▶ [Your goal]
Each record must be retyped in full. No character may differ.

START Dataset records

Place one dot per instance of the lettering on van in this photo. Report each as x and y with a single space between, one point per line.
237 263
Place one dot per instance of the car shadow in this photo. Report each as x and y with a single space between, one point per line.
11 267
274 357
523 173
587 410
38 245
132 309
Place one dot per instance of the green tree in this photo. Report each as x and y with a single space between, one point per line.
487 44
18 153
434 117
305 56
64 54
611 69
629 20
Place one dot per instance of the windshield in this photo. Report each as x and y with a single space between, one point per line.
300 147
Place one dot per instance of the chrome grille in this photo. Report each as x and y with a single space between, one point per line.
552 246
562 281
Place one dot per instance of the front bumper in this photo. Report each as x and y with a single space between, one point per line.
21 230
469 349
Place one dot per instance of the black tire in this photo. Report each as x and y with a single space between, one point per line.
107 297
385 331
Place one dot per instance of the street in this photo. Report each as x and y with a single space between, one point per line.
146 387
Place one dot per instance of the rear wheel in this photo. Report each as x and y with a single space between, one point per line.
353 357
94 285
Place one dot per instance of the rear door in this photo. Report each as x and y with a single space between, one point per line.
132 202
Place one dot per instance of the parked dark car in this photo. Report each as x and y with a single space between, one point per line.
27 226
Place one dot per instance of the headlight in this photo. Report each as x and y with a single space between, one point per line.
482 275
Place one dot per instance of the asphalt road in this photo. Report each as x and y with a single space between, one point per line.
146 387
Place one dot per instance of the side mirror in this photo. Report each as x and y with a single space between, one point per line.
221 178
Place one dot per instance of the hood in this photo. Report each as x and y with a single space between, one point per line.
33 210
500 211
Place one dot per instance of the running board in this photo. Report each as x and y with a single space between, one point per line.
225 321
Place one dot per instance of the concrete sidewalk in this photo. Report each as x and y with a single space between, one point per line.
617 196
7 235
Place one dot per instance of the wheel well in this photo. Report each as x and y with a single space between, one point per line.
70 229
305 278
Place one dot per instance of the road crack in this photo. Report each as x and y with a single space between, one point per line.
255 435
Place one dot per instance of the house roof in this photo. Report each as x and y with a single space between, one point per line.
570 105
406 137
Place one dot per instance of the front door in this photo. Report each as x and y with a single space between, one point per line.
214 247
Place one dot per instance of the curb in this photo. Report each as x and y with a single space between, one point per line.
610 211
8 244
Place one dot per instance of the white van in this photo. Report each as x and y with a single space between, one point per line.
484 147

END Dataset records

▶ [Solution to this exercise]
Place one dot per instance of the lettering on van in this photo. Report each as x and y with a single space between, one point per line.
237 263
Place one dot per instance of the car shadow in this photo. Report each as x and y with a single space between, one point per line.
11 267
274 357
523 173
587 410
38 245
132 309
Place one dot per instance of the green tree in this photo. Report each as x and y with a single space between, one point per line.
487 44
18 153
434 117
305 56
64 54
611 69
629 20
Place one dot per instance of the windshield in this photo. Report each as x and y with a single space between, one point per line.
300 147
Place one dot per instance of the chrome grille in this photo. Report each as x and y with a single space between, one point per line.
552 246
562 281
Place one dot per instance of the front bumper in this photo. Report each as x and y with a single space between, one point per line.
21 230
469 349
Place one dot per instance of the black tire in this photo. Report each as x and y with a single space between, one point per line.
107 297
385 331
Place one dot per instance of the street in this photo. Report each as x and y with a single space between, one point per line.
146 387
Place one dot per instance of the rear wheel in this photo. Report each as x and y with a single space between, one point per line.
353 357
94 285
Place one dot per instance of the rear door in this photo. Report each as x and y with a single space between, one point per line.
132 202
Place one dot per instance of the parked dark car in this photo. Report each as x and y with a single space between, one point per line.
27 226
Place one dot per instance of the headlight in this photo. Report each as x and y with a single space between, one point per line.
482 275
Place one dot per instance of the asphalt road in this photo. Report each as x and y with a single space between, one point per line.
146 387
Place one dot per instance of the side mirror in this photo. Report each as x and y with a single space between, one point per line.
221 178
Place one dot per instance of the hood in this photo. Report each as x and y with a single space between, one point per line.
33 210
500 211
Place one dot per instance of the running board in this photo. Report each as x and y with a single space between, one point per line.
225 321
Place one dot per instance of the concrete sidewalk in this photo. Report each as x and y with a single space between, one point per line.
617 196
7 235
Place one dot per instance of the wheel well in this photo. Report each as x and y with a single space between, one point per line.
70 229
305 278
Place one dot per instance of the road crack in this photo. Report each as x and y with a single space between, one point per line.
255 435
Place one dot per instance of the house roof in this photo. Report each as x and y with a single space between, one point per line.
570 105
406 137
Place one dot per instance of the front door in this photo. Report each as x and y with a single space between, one point per line.
214 247
Place one dot per instance of the curb in this photo. Report each as x and y with a single space between, one point per line.
610 211
8 244
Place one dot per instance of the white van in this photo. Report each as x and y with a single space between, one point per line.
484 147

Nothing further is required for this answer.